Um axioma básico de Cafh é fazer em si o que se quer para todos. Para isso precisamos uma consciência interdependente, que é capaz de sair dos moldes rígidos do “eu penso assim, eu sou assado, eu gosto daquilo, não sei fazer o outro.” É preciso uma atitude intrépida de romper esta separatividade, estes muros tão bem construídos que separam o eu e o tu, o meu mundo do mundo que me rodeia.

Paradoxalmente é a obediência, como valor espiritual, como exercício divino, que nos capacita rapidamente para trabalhar em equipe, para deixar de lado o protagonismo, para ser um a mais no grupo, para criar sinergia e empatia, para galgar as dimensões de um amor de amizade indissolúvel, silencioso, permanente. Nasce um vínculo construído em busca de um ideal, de uma missão. O desenvolvimento espiritual como meta do grupo, do ser humano. E de que adianta chegar sozinho? Existe mesmo a possibilidade de chegar sozinho a algum lugar? Existe mesmo a ideia de “sozinho”, de chegar, de ser separado?

====

ENUNCIADO:
Pode transcrever fielmente o trecho do texto sobre Cafh que vai de "Paradoxalmente é a" até "de ser separado?"? Baseie-se somente no texto acima.

MATERIAL EXTRAÍDO:
====

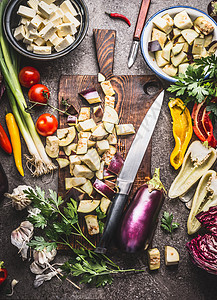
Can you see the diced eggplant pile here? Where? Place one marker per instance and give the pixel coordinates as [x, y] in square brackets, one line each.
[88, 148]
[177, 42]
[45, 27]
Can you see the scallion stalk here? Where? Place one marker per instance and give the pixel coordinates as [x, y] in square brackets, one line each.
[8, 67]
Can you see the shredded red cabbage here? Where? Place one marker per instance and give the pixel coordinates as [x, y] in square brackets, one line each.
[203, 249]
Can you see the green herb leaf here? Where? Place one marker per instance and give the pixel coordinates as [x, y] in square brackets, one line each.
[167, 224]
[195, 86]
[58, 225]
[39, 244]
[38, 221]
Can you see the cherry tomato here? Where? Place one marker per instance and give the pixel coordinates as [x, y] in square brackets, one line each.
[46, 124]
[29, 76]
[3, 273]
[39, 93]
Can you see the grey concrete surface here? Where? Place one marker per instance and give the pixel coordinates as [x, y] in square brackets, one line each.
[184, 282]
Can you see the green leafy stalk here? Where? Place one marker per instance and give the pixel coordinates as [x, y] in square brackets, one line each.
[198, 84]
[58, 225]
[167, 222]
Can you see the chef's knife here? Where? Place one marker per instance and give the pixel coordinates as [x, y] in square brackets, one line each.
[128, 173]
[138, 31]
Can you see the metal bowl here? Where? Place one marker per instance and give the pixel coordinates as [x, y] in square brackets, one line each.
[11, 20]
[147, 30]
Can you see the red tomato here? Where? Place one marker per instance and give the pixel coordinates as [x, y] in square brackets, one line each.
[46, 124]
[29, 76]
[39, 93]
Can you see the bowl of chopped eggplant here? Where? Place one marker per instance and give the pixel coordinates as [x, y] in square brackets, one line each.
[173, 38]
[45, 29]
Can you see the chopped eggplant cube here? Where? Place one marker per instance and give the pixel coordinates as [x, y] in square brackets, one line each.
[154, 46]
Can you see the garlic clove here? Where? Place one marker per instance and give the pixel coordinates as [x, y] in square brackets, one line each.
[21, 236]
[40, 279]
[18, 197]
[36, 269]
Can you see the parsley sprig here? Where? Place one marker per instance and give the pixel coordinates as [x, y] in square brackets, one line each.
[167, 222]
[198, 84]
[58, 224]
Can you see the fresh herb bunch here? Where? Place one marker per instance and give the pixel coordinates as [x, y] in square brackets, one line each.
[167, 222]
[198, 84]
[58, 224]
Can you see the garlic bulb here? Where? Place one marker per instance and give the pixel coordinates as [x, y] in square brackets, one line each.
[42, 258]
[21, 236]
[19, 199]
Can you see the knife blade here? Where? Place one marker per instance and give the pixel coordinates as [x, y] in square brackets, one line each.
[138, 31]
[128, 173]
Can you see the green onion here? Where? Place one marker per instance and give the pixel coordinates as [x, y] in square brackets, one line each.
[8, 64]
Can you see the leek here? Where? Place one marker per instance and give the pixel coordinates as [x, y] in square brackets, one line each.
[8, 62]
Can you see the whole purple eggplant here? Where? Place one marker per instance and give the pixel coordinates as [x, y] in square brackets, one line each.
[139, 221]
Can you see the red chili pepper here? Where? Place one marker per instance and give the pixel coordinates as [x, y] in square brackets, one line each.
[119, 16]
[202, 124]
[5, 144]
[3, 273]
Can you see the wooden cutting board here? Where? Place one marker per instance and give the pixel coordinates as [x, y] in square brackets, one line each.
[132, 101]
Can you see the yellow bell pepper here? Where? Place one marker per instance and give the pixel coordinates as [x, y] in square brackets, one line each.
[182, 130]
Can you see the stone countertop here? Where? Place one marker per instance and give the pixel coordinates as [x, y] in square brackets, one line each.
[184, 282]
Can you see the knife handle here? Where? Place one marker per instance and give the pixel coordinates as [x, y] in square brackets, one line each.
[141, 19]
[112, 222]
[105, 47]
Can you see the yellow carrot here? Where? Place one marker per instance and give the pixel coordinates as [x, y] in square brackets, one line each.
[15, 141]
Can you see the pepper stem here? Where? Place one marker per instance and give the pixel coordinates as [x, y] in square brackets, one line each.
[154, 183]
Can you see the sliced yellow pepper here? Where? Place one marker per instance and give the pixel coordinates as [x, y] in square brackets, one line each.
[15, 141]
[182, 130]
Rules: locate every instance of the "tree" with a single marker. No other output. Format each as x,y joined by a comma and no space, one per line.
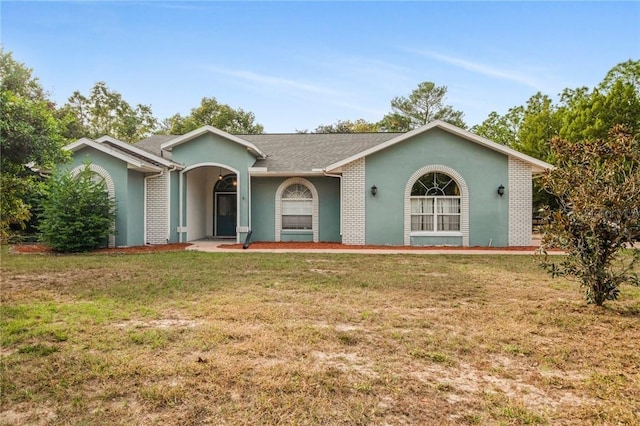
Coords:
78,214
540,123
29,134
346,126
503,129
212,113
424,104
616,100
597,187
105,112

====

RESPOSTA:
Paradoxalmente é a obediência, como valor espiritual, como exercício divino, que nos capacita rapidamente para trabalhar em equipe, para deixar de lado o protagonismo, para ser um a mais no grupo, para criar sinergia e empatia, para galgar as dimensões de um amor de amizade indissolúvel, silencioso, permanente. Nasce um vínculo construído em busca de um ideal, de uma missão. O desenvolvimento espiritual como meta do grupo, do ser humano. E de que adianta chegar sozinho? Existe mesmo a possibilidade de chegar sozinho a algum lugar? Existe mesmo a ideia de “sozinho”, de chegar, de ser separado?